TASK STATEMENT:
Extract every line of the entries that contains the word "white". Case matters.

DATASET ROWS:
+++++

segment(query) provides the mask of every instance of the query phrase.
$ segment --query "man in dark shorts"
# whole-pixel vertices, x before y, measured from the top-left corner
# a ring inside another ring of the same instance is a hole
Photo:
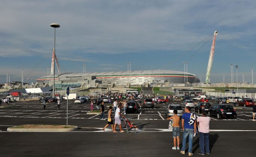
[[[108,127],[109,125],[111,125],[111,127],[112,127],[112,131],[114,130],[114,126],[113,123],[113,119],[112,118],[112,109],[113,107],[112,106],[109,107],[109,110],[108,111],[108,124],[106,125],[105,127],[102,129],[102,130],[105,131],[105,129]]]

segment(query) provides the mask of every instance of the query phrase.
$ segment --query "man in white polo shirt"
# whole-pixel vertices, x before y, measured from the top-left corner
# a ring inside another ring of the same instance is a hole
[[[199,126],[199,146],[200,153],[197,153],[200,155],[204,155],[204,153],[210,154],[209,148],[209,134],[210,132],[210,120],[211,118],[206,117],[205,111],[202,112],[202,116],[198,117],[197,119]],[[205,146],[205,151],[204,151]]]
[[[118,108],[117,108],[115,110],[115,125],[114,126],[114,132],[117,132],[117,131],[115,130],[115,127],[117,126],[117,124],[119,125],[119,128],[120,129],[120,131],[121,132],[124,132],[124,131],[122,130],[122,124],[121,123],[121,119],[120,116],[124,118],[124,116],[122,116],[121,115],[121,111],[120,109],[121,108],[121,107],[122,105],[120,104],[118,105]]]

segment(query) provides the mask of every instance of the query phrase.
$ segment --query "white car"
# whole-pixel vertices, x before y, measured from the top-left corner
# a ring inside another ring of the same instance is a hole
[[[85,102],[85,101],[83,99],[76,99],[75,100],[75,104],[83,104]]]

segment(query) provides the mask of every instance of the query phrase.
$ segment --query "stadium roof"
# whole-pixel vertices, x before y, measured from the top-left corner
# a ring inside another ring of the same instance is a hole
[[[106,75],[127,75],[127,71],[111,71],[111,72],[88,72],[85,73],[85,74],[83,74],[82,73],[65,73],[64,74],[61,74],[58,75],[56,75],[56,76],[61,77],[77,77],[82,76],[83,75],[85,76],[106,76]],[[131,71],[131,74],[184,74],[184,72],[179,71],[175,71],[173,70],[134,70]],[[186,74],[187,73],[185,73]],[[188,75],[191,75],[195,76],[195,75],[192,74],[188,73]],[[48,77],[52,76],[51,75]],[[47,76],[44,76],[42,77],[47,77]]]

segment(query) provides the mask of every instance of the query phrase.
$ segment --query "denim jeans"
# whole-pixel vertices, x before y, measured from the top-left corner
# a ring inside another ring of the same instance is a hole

+++++

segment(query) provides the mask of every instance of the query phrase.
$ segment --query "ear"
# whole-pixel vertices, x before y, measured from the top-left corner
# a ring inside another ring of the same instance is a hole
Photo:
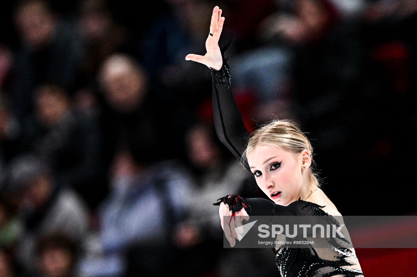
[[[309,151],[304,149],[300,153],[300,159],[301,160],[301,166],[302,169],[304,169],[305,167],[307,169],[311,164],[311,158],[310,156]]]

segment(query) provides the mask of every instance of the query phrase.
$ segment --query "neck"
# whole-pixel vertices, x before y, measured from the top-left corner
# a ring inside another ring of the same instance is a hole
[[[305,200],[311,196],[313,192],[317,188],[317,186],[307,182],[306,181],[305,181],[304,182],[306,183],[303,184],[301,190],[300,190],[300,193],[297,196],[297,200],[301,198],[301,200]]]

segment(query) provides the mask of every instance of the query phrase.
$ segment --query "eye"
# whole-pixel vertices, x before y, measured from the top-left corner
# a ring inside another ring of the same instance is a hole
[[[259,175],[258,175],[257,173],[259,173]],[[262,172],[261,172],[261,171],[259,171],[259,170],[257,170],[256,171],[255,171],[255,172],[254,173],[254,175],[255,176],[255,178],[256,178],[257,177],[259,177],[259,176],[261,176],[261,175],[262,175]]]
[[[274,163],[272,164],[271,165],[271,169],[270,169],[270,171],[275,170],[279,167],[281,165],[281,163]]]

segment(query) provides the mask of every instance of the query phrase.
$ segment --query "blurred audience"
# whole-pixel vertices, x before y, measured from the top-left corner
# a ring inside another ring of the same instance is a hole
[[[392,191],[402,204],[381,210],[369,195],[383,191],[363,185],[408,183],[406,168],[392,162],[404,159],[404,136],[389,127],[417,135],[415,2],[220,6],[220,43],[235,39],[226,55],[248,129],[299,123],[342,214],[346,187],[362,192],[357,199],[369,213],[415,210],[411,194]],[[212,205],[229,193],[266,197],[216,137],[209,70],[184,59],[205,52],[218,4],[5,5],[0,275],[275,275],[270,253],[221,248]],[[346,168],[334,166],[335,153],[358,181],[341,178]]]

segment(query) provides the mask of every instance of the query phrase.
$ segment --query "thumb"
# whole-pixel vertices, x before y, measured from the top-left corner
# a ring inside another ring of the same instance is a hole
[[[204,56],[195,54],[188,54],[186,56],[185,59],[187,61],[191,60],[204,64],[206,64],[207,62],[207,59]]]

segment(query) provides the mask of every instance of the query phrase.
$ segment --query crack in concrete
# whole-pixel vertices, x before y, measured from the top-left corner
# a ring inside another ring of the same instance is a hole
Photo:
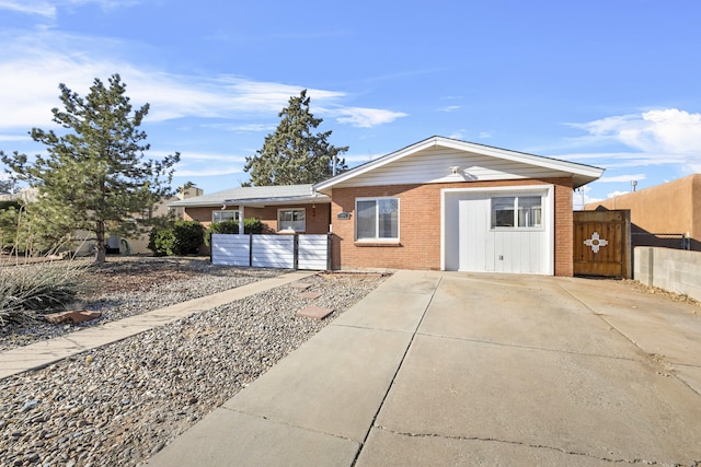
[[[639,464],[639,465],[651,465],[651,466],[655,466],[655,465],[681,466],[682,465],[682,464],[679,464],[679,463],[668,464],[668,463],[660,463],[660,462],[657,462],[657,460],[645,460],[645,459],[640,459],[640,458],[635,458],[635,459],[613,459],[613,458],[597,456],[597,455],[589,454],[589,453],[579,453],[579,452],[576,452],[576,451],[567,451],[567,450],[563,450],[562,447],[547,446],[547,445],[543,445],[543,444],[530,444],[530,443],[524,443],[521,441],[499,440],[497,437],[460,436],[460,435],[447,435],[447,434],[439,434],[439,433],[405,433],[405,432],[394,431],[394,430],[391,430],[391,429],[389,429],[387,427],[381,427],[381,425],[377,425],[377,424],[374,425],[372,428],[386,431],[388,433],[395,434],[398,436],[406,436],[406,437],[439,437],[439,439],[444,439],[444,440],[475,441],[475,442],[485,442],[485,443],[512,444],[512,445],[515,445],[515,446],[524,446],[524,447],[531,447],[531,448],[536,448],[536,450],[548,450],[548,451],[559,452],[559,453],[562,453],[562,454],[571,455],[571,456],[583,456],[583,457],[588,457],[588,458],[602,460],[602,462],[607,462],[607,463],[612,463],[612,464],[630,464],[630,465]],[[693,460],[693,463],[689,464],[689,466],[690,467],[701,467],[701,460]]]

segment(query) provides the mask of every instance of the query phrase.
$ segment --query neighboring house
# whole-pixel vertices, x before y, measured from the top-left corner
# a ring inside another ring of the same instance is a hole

+++++

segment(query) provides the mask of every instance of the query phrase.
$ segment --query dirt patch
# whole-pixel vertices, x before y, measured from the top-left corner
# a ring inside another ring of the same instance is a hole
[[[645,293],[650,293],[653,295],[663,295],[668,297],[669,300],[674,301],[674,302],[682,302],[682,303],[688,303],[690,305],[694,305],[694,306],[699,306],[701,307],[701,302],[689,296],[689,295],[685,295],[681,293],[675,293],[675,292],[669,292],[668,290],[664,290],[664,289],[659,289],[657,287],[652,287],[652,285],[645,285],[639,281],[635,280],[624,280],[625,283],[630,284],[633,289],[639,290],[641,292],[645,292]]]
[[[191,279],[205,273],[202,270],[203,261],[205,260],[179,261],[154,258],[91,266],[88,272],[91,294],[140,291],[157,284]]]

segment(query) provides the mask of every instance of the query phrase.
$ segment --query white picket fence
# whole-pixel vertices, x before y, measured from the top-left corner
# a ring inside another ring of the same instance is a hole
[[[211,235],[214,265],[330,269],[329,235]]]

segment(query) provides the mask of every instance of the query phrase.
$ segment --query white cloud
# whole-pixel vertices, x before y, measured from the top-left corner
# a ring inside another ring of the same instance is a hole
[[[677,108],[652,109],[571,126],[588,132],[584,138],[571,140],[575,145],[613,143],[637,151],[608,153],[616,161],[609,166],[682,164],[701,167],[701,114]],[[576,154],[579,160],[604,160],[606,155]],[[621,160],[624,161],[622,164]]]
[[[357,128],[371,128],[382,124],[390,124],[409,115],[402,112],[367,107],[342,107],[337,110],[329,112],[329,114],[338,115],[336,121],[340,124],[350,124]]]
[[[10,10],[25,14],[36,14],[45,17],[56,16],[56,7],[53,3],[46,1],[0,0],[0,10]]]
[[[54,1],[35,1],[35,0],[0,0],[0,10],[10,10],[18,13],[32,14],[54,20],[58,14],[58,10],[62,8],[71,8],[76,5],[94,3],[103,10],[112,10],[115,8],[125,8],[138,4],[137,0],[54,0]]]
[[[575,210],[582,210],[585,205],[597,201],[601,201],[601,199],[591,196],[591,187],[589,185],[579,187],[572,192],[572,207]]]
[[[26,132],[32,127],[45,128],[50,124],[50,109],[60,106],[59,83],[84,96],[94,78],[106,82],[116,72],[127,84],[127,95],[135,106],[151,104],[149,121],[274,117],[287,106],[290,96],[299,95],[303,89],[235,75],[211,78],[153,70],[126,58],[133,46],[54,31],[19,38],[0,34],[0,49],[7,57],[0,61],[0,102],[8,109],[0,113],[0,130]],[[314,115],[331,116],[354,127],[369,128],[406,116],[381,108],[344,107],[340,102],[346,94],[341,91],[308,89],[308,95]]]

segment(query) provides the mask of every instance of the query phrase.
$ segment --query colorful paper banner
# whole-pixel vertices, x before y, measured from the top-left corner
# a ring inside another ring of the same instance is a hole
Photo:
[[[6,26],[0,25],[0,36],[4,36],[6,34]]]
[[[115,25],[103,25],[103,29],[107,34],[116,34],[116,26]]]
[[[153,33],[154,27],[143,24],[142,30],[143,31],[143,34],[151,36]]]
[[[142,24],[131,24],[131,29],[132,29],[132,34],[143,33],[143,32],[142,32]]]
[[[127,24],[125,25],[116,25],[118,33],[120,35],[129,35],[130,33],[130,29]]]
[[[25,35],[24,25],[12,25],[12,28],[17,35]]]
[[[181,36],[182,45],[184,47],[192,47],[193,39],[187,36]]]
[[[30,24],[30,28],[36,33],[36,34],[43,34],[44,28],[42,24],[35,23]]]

+++++

FINAL ANSWER:
$ segment --query "man in white polo shirt"
$ segment --query "white car"
$ segment --query white picket fence
$ segment --query white cloud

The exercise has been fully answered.